EXERCISE DETAILS: Return the line that contains "Query: work glove" plus every line after it to the end of the entries below, exactly as given, and stop there.

******

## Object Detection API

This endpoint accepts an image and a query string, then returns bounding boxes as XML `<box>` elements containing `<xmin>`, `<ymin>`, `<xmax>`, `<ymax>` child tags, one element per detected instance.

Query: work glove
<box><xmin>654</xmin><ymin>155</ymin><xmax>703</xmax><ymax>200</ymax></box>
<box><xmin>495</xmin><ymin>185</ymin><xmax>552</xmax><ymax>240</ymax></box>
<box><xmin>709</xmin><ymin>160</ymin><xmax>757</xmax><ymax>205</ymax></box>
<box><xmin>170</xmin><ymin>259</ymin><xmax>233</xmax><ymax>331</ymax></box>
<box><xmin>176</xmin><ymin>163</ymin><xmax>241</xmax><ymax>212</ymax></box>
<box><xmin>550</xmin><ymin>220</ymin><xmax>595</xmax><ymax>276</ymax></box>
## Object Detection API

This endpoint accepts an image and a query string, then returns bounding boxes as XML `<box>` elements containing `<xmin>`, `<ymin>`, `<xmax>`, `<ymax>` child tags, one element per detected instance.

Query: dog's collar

******

RESULT OF THIS EXERCISE:
Query: work glove
<box><xmin>654</xmin><ymin>155</ymin><xmax>703</xmax><ymax>200</ymax></box>
<box><xmin>495</xmin><ymin>185</ymin><xmax>552</xmax><ymax>240</ymax></box>
<box><xmin>709</xmin><ymin>160</ymin><xmax>757</xmax><ymax>205</ymax></box>
<box><xmin>170</xmin><ymin>259</ymin><xmax>233</xmax><ymax>331</ymax></box>
<box><xmin>176</xmin><ymin>163</ymin><xmax>241</xmax><ymax>212</ymax></box>
<box><xmin>550</xmin><ymin>220</ymin><xmax>595</xmax><ymax>276</ymax></box>
## Object Detection API

This endpoint accepts an image and a query string, then returns bounding boxes as XML `<box>` elements containing `<xmin>`, `<ymin>`, `<xmax>`, `<ymax>` child tags, one element per detected instance.

Query: dog's collar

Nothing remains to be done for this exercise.